Exercise requirements >> Copy every one of the entries below word for word, keeping each character and line break unchanged.

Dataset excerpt

---

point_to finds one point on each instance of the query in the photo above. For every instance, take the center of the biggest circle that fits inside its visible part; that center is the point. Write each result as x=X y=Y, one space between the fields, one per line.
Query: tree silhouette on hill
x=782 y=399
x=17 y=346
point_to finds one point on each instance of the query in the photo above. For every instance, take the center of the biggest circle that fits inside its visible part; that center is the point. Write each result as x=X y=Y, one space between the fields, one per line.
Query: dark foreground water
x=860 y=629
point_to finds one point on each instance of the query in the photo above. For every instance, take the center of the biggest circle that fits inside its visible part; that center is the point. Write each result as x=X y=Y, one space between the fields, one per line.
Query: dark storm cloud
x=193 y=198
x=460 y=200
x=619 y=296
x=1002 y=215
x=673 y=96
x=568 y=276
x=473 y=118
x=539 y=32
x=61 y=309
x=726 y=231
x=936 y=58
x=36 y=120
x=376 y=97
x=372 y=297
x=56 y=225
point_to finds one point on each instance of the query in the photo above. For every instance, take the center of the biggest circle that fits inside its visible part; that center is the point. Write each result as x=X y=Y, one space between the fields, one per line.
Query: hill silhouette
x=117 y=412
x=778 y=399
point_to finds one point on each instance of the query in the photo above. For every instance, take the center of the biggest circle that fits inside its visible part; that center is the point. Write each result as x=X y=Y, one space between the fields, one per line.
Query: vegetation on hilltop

---

Solution for this problem >>
point_to finds one point on each instance of the query in the photo above. For every instance, take the center of the biggest circle that fits inside its visible part; that center is the point. Write each result as x=X y=Y, one space between the fields, one per line.
Query: tree silhouette on hill
x=782 y=399
x=17 y=346
point_to finds one point on each instance of the query in the photo above. For every instance, take the center of the biggest circle that fits inside its visible part; that center is the point. Write each result as x=X y=Y, one space between the fields, one per line.
Query: dark foreground water
x=860 y=629
point_to finds one point on each instance of the query in the photo above. For every instance, take the center of the biggest circle that fits inside its visible part; that center is the point. Write each result as x=X y=Y, one space between the fields, one per line.
Query: dark storm cloud
x=193 y=198
x=460 y=200
x=619 y=296
x=1002 y=215
x=673 y=96
x=568 y=276
x=473 y=118
x=539 y=32
x=61 y=309
x=726 y=231
x=936 y=58
x=36 y=120
x=376 y=97
x=372 y=297
x=56 y=225
point_to finds one point on each instance of the query in the photo above. For every instance, take the center of the biggest circle that fits inside its visible part; that center is the point. Write each result as x=X y=Y, one space between the fields, one per line.
Query: hill silhouette
x=117 y=412
x=778 y=399
point_to finds one point on each instance of the query in the photo above. For every instance, take the center of the biggest circle that fits inside its visible part; that center is the point. Write each result as x=X y=Y, one space between the fields, one per line.
Query: vegetation on hilltop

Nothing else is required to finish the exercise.